WRITTEN EXERCISE:
Retype every entry below word for word.

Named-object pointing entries
····················

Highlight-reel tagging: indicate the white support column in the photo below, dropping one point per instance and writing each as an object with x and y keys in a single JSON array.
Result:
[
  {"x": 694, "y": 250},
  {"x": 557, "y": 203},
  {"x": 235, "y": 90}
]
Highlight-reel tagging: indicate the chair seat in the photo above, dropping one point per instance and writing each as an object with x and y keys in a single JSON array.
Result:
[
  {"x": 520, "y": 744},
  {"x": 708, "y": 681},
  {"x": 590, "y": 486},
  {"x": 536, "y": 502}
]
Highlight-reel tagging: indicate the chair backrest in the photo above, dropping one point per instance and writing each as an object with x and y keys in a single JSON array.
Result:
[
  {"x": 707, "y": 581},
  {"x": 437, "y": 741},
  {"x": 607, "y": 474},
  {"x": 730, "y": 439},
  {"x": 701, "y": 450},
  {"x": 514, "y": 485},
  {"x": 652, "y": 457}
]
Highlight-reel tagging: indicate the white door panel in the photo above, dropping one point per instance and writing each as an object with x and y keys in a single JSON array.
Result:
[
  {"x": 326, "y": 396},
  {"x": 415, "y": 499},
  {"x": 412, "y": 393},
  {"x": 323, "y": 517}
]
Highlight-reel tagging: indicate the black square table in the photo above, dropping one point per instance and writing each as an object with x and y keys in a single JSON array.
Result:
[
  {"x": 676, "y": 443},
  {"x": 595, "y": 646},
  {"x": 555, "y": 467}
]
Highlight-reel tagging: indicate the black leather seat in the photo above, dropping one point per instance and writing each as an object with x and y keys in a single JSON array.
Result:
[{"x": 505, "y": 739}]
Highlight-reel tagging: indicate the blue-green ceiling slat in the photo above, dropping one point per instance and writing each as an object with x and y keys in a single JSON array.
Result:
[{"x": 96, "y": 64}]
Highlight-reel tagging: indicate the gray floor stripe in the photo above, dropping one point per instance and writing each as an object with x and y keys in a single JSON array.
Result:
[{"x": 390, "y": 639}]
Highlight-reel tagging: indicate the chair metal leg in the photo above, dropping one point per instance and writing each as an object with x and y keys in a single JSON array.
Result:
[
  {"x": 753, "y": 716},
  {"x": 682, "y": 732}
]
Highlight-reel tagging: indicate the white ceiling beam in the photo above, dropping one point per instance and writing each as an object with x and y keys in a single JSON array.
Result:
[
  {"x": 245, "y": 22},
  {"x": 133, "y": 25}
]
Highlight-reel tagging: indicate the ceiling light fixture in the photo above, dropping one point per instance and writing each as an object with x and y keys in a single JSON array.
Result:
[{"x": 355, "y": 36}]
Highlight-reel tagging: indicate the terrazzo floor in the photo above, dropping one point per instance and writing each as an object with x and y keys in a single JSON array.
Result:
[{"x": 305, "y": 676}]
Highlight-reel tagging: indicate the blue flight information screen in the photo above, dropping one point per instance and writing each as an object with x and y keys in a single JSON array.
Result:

····················

CORRECT RESPONSE:
Highlight-reel tagging: indicate the white support column in the photo below, dropping one point per instance and writing each as an object with x and y keys in a single JSON array.
Result:
[
  {"x": 694, "y": 250},
  {"x": 557, "y": 203},
  {"x": 235, "y": 90}
]
Highlight-reel tagging: indicate the chair seat in the photo above, dropping one point per instance and writing each as an object with x and y keys in a single JSON array.
Result:
[
  {"x": 520, "y": 744},
  {"x": 708, "y": 681},
  {"x": 590, "y": 486},
  {"x": 536, "y": 502}
]
Highlight-reel tagging: indicate the chair backrest in the photo above, dropping one point per instance and writing each as an object with x and y keys in a single JSON array.
Result:
[
  {"x": 707, "y": 581},
  {"x": 437, "y": 741},
  {"x": 607, "y": 474},
  {"x": 730, "y": 439},
  {"x": 701, "y": 450},
  {"x": 514, "y": 485},
  {"x": 652, "y": 457}
]
Highlight-reel tagging: indicate the white door panel in the photo above, dropping one point per instance and writing each as an object with x and y keys in a single JSON array.
Result:
[
  {"x": 326, "y": 396},
  {"x": 415, "y": 499},
  {"x": 412, "y": 393},
  {"x": 323, "y": 517}
]
Highlight-reel tagging: indicate the black square table in the photo above, dropping one point per instance and writing each as an object with x and y keys in a single JSON array.
Result:
[
  {"x": 676, "y": 443},
  {"x": 595, "y": 646},
  {"x": 555, "y": 467}
]
Highlight-reel tagging: indicate the black leather seat in the photo above, dropping one point per instance and writing each as an object with x and y keys in a single JSON array.
Result:
[{"x": 505, "y": 739}]
Highlight-reel tagging: indicate the blue-green ceiling slat in the photo above, dropping one point per instance and writing each as an object with x and y keys in a single JSON array.
Result:
[{"x": 96, "y": 64}]
Highlight-reel tagging: indicate the gray floor stripe in the photo above, dropping one point per instance and writing each as an object with x and y keys in a single JSON array.
Result:
[{"x": 390, "y": 639}]
Highlight-reel tagging: indicate the chair metal leg in the photo above, dropping one point per instance and writing each as an object with x and y keys in a single JSON array.
Result:
[
  {"x": 753, "y": 716},
  {"x": 682, "y": 732}
]
Highlight-reel tagging: indicate the white ceiling beam in the photo above, dropping one point per instance and writing each as an object with x and y keys in a single JSON array.
Result:
[
  {"x": 245, "y": 22},
  {"x": 133, "y": 25}
]
Highlight-reel tagging: indicate the ceiling light fixture in the photo above, dropping one point per instance and writing each as an object with x and y keys in a single JSON array.
Result:
[{"x": 355, "y": 36}]
Highlight-reel tagging: indicate the terrazzo floor in the photo above, dropping one point per instance and writing each as an object with x and y keys in a single JSON array.
Result:
[{"x": 305, "y": 676}]
Highlight-reel tagging: indicate the blue flight information screen in the photo above, dropping one point per instance and writing each as an object with x and y keys in a single JSON array.
Result:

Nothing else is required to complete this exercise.